[MATERIAL PROVIDED Boundary: Start]
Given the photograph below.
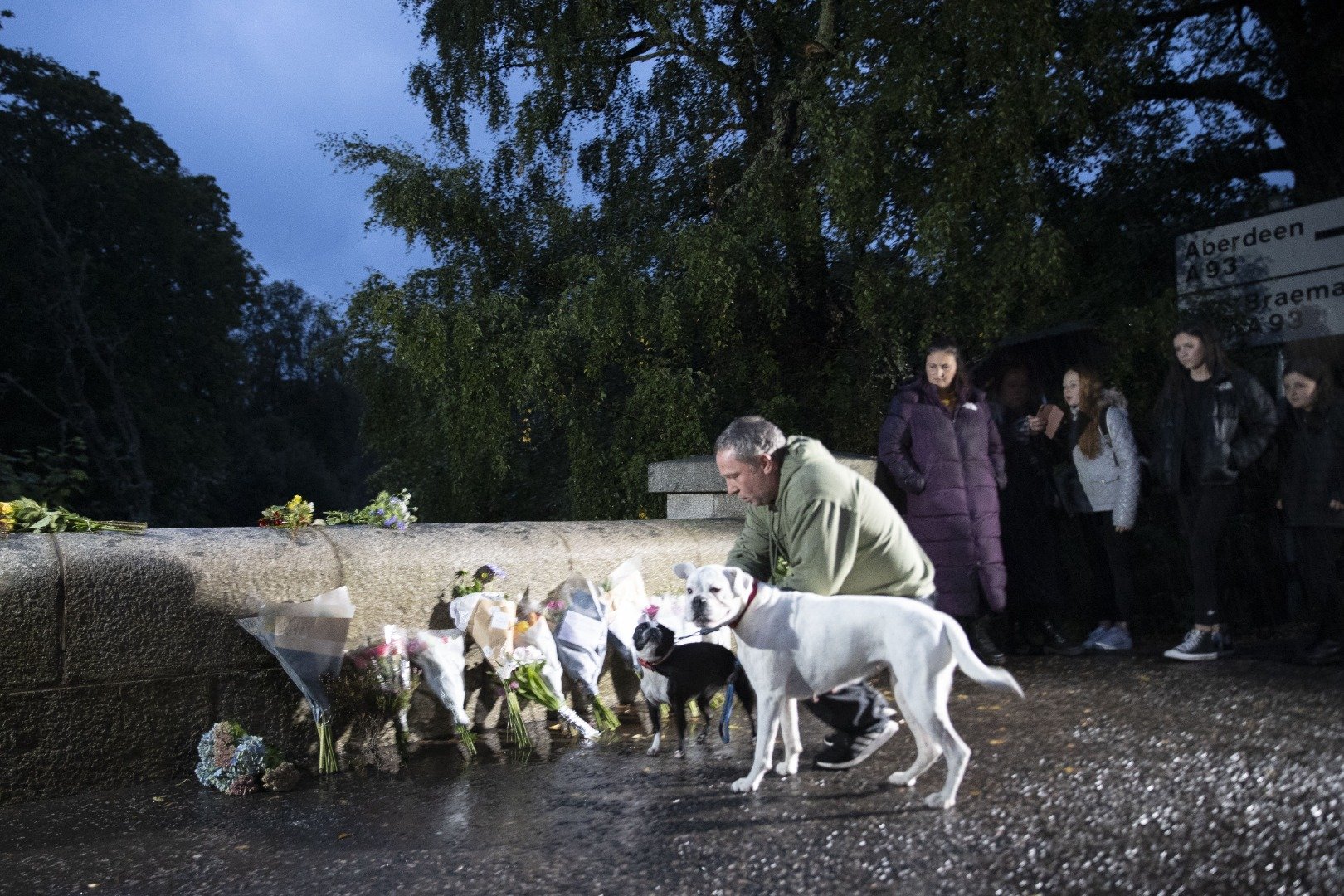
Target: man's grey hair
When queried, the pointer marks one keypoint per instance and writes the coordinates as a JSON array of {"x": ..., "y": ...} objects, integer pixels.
[{"x": 749, "y": 438}]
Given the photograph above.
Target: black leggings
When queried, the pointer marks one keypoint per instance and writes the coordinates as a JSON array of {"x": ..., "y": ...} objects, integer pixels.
[
  {"x": 1110, "y": 559},
  {"x": 1205, "y": 514},
  {"x": 1317, "y": 551}
]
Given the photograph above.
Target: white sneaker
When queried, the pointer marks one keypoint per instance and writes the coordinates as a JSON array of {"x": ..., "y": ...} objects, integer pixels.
[
  {"x": 1116, "y": 638},
  {"x": 1094, "y": 637}
]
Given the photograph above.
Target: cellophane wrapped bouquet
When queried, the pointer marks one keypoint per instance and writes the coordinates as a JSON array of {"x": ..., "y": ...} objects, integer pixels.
[
  {"x": 308, "y": 638},
  {"x": 626, "y": 602},
  {"x": 533, "y": 631},
  {"x": 581, "y": 640},
  {"x": 440, "y": 653},
  {"x": 489, "y": 618},
  {"x": 381, "y": 681}
]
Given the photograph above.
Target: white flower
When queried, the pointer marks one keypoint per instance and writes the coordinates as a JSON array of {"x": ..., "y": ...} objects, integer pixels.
[{"x": 527, "y": 655}]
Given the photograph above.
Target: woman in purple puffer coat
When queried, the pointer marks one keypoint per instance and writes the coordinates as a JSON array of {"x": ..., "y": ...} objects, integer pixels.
[{"x": 942, "y": 448}]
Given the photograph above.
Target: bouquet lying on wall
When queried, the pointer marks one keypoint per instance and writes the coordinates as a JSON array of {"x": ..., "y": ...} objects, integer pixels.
[
  {"x": 440, "y": 653},
  {"x": 26, "y": 514},
  {"x": 626, "y": 601},
  {"x": 387, "y": 511},
  {"x": 489, "y": 618},
  {"x": 531, "y": 631},
  {"x": 374, "y": 692},
  {"x": 290, "y": 516},
  {"x": 308, "y": 640},
  {"x": 236, "y": 762},
  {"x": 581, "y": 641}
]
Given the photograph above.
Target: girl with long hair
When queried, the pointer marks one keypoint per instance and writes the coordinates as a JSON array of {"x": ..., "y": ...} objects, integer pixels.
[
  {"x": 1101, "y": 446},
  {"x": 1214, "y": 421},
  {"x": 1311, "y": 494}
]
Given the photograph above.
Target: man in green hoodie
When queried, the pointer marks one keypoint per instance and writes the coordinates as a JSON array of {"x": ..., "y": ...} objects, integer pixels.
[{"x": 816, "y": 525}]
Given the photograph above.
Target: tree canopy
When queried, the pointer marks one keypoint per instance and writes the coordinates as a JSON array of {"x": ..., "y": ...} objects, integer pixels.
[{"x": 149, "y": 373}]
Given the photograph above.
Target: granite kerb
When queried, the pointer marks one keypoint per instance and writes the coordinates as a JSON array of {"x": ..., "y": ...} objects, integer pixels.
[{"x": 139, "y": 633}]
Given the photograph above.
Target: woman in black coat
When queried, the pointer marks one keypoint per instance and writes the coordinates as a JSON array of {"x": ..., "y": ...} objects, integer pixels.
[
  {"x": 1213, "y": 422},
  {"x": 1311, "y": 494}
]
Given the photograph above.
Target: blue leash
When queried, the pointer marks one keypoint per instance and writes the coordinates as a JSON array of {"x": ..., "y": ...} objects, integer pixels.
[{"x": 728, "y": 704}]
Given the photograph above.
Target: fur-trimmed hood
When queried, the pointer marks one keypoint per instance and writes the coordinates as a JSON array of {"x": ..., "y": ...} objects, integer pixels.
[{"x": 1112, "y": 398}]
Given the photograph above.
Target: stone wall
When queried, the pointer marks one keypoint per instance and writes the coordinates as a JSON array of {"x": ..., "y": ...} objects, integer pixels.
[{"x": 119, "y": 650}]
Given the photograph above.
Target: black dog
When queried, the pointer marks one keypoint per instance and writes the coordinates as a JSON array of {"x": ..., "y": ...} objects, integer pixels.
[{"x": 678, "y": 674}]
[MATERIAL PROVIDED Boundary: End]
HOW TO COMPLETE THIS TASK » Set down the entries above again exactly, minus any image.

ANSWER TO THIS EXERCISE »
Given the photograph below.
Target: man's grey hair
When queried, the pointer marks one keypoint per instance and writes the coordinates as a JSON array of {"x": ..., "y": ...} objects, integer pixels.
[{"x": 749, "y": 438}]
Given the photograph above.
Target: black leggings
When queried, the pointer marks one keypoint per instance and writes the coordinates as a JSON array of {"x": ..., "y": ...} objects, integer pixels.
[
  {"x": 1110, "y": 559},
  {"x": 1205, "y": 514},
  {"x": 1317, "y": 551}
]
Given the photograph above.
Target: white sneaker
When queried, the pointer marks one keypoint per instance and writes the coordinates as a JSON array of {"x": ..., "y": ...} objects, integer pixels.
[
  {"x": 1116, "y": 638},
  {"x": 1094, "y": 637}
]
Given the photograph above.
Target: cellophane wrapped bouquet
When queried, the pointer marks one keypoint per instance and writes the coordinates as a JSON array of {"x": ..., "y": ...} objects, integer pixels.
[
  {"x": 308, "y": 638},
  {"x": 626, "y": 602},
  {"x": 533, "y": 631},
  {"x": 581, "y": 640},
  {"x": 440, "y": 653},
  {"x": 489, "y": 618},
  {"x": 381, "y": 681}
]
Given the photograph above.
Target: white flower
When queried, the pointer marks one keypoint per instance and writes the coordinates as a JSON array of {"x": ..., "y": ...} objects, integer pixels.
[{"x": 527, "y": 655}]
Given the photograph above.
Target: woman in purple puffer coat
When queried, the pointer marks one keypoint per instance and writes the coordinates as a JSON array of {"x": ..., "y": ...} objects, integer pixels.
[{"x": 942, "y": 448}]
Given the photograph above.
Target: bouquet lying on wall
When queried, the pointer marks one keypoint per instance and writes the coordinates as a JSON array of {"x": ..., "y": ...} objects, integer pixels.
[
  {"x": 440, "y": 653},
  {"x": 26, "y": 514},
  {"x": 626, "y": 601},
  {"x": 387, "y": 511},
  {"x": 489, "y": 618},
  {"x": 531, "y": 631},
  {"x": 374, "y": 692},
  {"x": 290, "y": 516},
  {"x": 308, "y": 640},
  {"x": 236, "y": 762},
  {"x": 581, "y": 641}
]
Given the photograph above.
Target: girl with long hair
When queried, the pointer marks one keypoint per instance and writes the coordinates as a JSON array of {"x": ..., "y": ...} objects, integer pixels.
[
  {"x": 1101, "y": 446},
  {"x": 1214, "y": 421},
  {"x": 1311, "y": 494}
]
Given the photograph above.
Target: man in green hoodie
When queried, the pointer marks one keypoint per instance and writes the coordinates as a JSON array of {"x": ..., "y": ...} objects, integer pixels.
[{"x": 816, "y": 525}]
Given the photograph above.
Target: tree canopy
When queried, the pointer marks one keypoint per instance and writes the coordinates as a JSON array of {"x": ..., "y": ...} objects, integer pixels.
[{"x": 149, "y": 373}]
Given the photograph above.
Target: granite kerb
When queried, the pointer marks one keypoint per instance and writes the coordinates as a JSON array of {"x": ..., "y": ...} objects, integer pixels.
[{"x": 139, "y": 633}]
Given the photograph above.
Target: woman in black coat
When queried, the pointer marks one keypoint per instance and writes the coordinates as a JSON array of {"x": ..., "y": ...} objects, integer pixels.
[
  {"x": 1213, "y": 422},
  {"x": 1311, "y": 494}
]
Given the photograph above.
Target: blue leash
When queried, the pointer marks one keypoint per instance and writes the coordinates as a JSON array of {"x": ..., "y": ...} objects, integer pixels.
[{"x": 728, "y": 704}]
Given the photograph above.
Target: fur-trimmed hood
When queried, the pointer marks one keypoint per instance and writes the coordinates as a JSON array of {"x": ..., "y": ...} objects, integer pixels.
[{"x": 1112, "y": 398}]
Given the photograph above.
Target: stone wall
When queried, the pointer marks one keypoint per instance and writes the coordinates as a JSON array of {"x": ..., "y": ...} objects, integer pixels.
[{"x": 119, "y": 650}]
Given the photograph above.
Target: black dog
When queried, the pointer marks one keypoint per instance and writes the coordinates as a JSON array of {"x": ..., "y": ...} objects, integer pixels.
[{"x": 678, "y": 674}]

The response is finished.